- _Exercise prompt_: No pictures belong in the copy. Set down exactly the lines from the one that contains "Target: wooden conference table" through the end of the data.

- _Records supplied_:
++++++

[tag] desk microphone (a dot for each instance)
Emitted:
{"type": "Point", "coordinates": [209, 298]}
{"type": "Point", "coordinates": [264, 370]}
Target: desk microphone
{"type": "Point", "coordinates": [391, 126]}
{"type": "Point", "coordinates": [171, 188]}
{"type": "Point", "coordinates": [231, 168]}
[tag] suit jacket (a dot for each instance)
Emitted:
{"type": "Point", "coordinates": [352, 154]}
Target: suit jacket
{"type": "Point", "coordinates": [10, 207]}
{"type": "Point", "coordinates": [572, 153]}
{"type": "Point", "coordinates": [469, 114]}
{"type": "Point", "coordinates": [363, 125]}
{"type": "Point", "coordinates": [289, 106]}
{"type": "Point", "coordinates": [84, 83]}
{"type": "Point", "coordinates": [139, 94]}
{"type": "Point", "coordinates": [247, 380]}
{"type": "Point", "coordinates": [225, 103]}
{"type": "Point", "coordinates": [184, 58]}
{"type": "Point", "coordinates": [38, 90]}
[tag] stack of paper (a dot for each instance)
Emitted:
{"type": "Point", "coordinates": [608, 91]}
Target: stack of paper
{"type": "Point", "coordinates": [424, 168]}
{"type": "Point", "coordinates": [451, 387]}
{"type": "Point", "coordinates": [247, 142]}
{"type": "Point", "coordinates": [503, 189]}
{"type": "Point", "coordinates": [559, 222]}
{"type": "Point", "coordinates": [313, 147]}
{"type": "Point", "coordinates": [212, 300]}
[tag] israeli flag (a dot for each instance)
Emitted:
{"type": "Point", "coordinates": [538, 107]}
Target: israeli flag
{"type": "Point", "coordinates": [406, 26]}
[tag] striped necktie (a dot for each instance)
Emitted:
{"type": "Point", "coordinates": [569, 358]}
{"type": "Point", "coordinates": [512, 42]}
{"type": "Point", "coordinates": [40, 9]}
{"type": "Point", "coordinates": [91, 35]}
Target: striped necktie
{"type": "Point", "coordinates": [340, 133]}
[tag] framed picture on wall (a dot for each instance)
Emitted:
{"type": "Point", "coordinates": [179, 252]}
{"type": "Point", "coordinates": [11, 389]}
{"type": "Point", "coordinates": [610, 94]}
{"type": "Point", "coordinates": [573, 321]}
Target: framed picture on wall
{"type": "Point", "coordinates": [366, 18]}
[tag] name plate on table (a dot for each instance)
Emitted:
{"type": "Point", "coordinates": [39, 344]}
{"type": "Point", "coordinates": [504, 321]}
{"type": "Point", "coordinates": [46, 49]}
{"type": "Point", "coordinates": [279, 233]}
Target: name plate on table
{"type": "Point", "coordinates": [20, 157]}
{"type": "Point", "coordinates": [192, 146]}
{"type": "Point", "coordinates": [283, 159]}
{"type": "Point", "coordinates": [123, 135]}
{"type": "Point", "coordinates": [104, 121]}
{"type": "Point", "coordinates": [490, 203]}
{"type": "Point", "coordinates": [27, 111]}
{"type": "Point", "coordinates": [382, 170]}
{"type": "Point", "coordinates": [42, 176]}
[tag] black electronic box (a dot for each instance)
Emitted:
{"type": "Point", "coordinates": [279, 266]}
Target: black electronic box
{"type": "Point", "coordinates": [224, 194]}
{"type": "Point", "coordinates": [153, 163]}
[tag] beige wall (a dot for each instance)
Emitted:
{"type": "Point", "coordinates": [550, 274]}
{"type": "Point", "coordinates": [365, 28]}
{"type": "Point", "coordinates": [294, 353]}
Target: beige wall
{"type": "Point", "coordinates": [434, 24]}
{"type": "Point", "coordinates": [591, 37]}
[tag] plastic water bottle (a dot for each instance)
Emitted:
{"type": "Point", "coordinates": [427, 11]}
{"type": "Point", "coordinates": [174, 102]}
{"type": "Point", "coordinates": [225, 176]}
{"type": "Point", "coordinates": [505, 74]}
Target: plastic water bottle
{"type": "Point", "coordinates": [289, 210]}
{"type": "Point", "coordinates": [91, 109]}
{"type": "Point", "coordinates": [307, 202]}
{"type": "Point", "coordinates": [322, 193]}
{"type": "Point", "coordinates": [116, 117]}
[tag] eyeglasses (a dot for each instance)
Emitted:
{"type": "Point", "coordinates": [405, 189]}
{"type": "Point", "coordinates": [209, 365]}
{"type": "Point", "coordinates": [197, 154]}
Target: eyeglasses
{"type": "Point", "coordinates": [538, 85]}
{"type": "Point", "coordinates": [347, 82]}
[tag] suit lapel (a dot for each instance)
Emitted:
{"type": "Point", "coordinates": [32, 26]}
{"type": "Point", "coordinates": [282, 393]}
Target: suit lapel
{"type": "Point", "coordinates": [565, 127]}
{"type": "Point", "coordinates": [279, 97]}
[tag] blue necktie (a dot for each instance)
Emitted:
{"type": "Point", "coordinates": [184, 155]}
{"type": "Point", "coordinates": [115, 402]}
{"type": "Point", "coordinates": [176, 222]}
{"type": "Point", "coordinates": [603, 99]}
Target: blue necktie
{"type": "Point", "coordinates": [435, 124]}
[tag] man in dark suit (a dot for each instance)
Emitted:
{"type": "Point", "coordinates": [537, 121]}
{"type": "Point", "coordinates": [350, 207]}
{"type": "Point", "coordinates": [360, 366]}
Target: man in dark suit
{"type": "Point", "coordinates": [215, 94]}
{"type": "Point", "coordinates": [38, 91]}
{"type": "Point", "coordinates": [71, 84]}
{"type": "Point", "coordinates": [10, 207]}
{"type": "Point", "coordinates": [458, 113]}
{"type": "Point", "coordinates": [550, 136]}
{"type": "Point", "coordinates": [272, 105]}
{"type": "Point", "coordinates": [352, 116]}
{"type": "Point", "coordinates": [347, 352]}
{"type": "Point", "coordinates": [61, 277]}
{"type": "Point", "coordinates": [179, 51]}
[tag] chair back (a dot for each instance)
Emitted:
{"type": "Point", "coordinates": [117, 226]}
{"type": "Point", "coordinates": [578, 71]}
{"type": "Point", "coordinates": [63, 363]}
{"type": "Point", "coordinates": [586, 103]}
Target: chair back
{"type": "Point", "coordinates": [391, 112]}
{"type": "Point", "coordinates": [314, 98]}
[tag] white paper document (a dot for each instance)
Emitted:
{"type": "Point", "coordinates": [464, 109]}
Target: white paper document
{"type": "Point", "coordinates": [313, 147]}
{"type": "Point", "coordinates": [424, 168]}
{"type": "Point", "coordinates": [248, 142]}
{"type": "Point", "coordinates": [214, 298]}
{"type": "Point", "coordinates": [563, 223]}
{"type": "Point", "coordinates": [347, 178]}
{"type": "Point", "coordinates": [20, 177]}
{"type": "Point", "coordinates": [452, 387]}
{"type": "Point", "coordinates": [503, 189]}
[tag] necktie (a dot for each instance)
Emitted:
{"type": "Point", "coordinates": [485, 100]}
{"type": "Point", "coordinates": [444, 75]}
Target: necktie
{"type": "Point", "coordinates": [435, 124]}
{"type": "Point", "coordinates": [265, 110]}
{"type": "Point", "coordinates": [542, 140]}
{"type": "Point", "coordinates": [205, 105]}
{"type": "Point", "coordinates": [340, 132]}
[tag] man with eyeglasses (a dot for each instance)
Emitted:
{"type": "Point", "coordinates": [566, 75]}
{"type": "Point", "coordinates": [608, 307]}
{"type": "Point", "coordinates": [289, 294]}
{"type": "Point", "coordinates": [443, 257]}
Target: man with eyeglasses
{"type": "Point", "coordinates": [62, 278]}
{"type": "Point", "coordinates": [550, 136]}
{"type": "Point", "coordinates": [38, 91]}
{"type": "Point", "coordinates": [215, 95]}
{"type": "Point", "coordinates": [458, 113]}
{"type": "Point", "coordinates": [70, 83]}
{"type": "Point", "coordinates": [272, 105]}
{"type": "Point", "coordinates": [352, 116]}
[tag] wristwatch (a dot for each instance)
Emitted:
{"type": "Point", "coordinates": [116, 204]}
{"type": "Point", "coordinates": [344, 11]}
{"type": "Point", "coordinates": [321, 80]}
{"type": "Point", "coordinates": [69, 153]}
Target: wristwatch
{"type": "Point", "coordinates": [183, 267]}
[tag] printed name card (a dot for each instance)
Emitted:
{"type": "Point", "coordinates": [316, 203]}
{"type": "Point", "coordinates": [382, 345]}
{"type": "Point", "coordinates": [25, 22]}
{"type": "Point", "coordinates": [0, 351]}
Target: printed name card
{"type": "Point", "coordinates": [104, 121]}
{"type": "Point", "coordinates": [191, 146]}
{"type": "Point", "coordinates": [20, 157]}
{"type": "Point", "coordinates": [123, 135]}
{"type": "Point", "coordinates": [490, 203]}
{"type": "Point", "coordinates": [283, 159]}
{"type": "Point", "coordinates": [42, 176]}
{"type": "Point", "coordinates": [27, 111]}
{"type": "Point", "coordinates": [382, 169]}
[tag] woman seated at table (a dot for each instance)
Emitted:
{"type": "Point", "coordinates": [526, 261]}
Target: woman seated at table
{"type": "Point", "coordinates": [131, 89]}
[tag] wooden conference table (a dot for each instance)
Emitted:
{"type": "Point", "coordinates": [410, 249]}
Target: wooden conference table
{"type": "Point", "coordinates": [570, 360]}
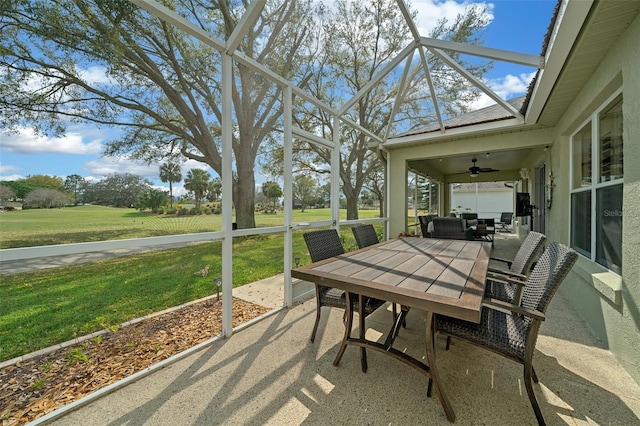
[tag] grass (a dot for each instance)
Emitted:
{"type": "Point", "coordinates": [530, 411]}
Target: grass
{"type": "Point", "coordinates": [39, 227]}
{"type": "Point", "coordinates": [42, 308]}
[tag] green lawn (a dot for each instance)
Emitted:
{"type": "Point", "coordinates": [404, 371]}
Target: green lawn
{"type": "Point", "coordinates": [39, 309]}
{"type": "Point", "coordinates": [27, 228]}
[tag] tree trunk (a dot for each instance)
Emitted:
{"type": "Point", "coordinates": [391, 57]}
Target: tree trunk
{"type": "Point", "coordinates": [244, 196]}
{"type": "Point", "coordinates": [352, 202]}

++++++

- _Written answer_:
Target: wooden conference table
{"type": "Point", "coordinates": [570, 360]}
[tag] grass (a dot for each instance)
Emitted:
{"type": "Point", "coordinates": [530, 411]}
Target: grass
{"type": "Point", "coordinates": [39, 227]}
{"type": "Point", "coordinates": [42, 308]}
[tag] green lawn (a dot for each instance)
Emitted:
{"type": "Point", "coordinates": [404, 371]}
Target: green lawn
{"type": "Point", "coordinates": [39, 309]}
{"type": "Point", "coordinates": [27, 228]}
[tag] tree trunk (a dot for each instance)
Emitted:
{"type": "Point", "coordinates": [391, 57]}
Target: tree trunk
{"type": "Point", "coordinates": [244, 196]}
{"type": "Point", "coordinates": [352, 202]}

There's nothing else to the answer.